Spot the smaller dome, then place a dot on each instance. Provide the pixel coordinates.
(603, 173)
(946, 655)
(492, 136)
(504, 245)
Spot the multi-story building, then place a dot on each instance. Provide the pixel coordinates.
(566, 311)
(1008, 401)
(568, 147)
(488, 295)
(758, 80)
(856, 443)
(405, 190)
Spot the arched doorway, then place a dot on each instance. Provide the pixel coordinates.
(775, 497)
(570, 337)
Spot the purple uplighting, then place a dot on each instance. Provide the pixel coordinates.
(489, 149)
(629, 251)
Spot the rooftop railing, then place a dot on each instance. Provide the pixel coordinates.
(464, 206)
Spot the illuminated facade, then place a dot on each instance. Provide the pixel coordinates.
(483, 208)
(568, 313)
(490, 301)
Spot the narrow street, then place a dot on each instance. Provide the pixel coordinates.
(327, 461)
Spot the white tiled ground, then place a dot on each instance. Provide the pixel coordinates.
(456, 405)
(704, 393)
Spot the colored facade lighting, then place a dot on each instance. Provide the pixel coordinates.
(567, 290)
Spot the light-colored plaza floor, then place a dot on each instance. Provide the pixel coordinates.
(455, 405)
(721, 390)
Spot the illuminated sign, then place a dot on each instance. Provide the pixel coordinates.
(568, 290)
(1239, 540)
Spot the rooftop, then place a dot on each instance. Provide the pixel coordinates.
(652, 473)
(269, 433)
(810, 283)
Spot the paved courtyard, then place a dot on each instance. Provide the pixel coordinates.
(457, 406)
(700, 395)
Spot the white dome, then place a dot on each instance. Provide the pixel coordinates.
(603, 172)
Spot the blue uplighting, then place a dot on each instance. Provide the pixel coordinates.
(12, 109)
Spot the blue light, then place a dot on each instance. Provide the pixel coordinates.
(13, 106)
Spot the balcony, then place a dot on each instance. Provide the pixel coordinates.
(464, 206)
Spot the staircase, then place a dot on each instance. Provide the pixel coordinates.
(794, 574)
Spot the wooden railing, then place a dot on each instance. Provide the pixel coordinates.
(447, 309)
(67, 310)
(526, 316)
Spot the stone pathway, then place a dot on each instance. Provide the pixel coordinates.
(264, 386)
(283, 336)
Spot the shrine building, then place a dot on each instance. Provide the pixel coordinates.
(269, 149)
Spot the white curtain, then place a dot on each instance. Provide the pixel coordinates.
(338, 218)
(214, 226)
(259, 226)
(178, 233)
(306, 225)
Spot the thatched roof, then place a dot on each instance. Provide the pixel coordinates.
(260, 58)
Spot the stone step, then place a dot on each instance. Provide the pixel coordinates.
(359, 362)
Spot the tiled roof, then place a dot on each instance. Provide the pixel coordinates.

=======

▶ [Task]
Nothing should be left out: copy the material exactly.

▶ [Problem solution]
Spot the smaller dome, then place a dot on each instance. Provide the pixel coordinates.
(603, 173)
(946, 655)
(492, 136)
(504, 245)
Spot the multi-story building, then place a dot on each instance. Provide the pixel coordinates.
(566, 311)
(1008, 401)
(568, 147)
(488, 295)
(758, 80)
(856, 443)
(405, 190)
Spot the arched doorway, then place a dot on each instance. Provide the pixel coordinates.
(775, 497)
(570, 337)
Spot the purple uplighting, then place a dot on each instance. Provide the pixel coordinates.
(489, 149)
(629, 251)
Spot the rooftop railing, then place a dot on each instance. Provide the pixel coordinates.
(464, 206)
Spot the illuminated facade, then place a dot on each instance. Provide the pixel coordinates.
(483, 208)
(568, 313)
(490, 301)
Spot the narrow street, then place a dot on each instance. Provide the pixel coordinates.
(327, 461)
Spot the white tiled ground, then place a dot on each instance. Provide the pixel coordinates.
(456, 405)
(704, 393)
Spot the colored facade lighting, then place a dot on each instance. Provide the pixel coordinates.
(567, 290)
Spot the light-colored plaza floor, then place a dot on each instance. Provide the pixel coordinates.
(455, 405)
(721, 390)
Spot the illuminated sign, then place a dot on each instance. Provide the pixel coordinates.
(568, 290)
(1239, 540)
Spot the rooftop, then place a dot on each instance. Provide the pixel coordinates.
(652, 473)
(269, 433)
(810, 283)
Spot the paved courtyard, then place a dot on each instance. Provide the pixel coordinates.
(457, 406)
(700, 395)
Spot the white dome, then place a dot on each instance. Provide the pixel coordinates.
(603, 172)
Spot the blue uplighting, then place a dot on each instance. Provide the pixel coordinates.
(12, 109)
Spot the blue light, then place a dot on each instance. Provide the pixel coordinates.
(13, 106)
Spot the balcony, then place a dot on each instance. Provide the pixel coordinates.
(464, 206)
Spot the staircase, then place a dot on each instance. Provide the pixel coordinates.
(794, 574)
Spot the wooden railing, then place a dot on each instance. Provide the pixel coordinates.
(447, 309)
(67, 310)
(526, 316)
Spot the stone pathway, then place a dot on each instance. Provide the pixel coordinates.
(264, 386)
(283, 336)
Spot the shrine building, then place a dot on each instance. Provide the pixel coordinates.
(269, 149)
Spot the white curtain, then place a dot on each instance. Provide the pixel coordinates.
(338, 218)
(214, 226)
(259, 226)
(178, 233)
(306, 225)
Spot the thatched roof, then place a dot on each instance. Provide the pixel coordinates.
(260, 58)
Spot the stone step, then place a dot on each instance. Provide the pixel coordinates.
(359, 362)
Spot the tiled roof, then place a dot on each instance. Provide the pixel coordinates.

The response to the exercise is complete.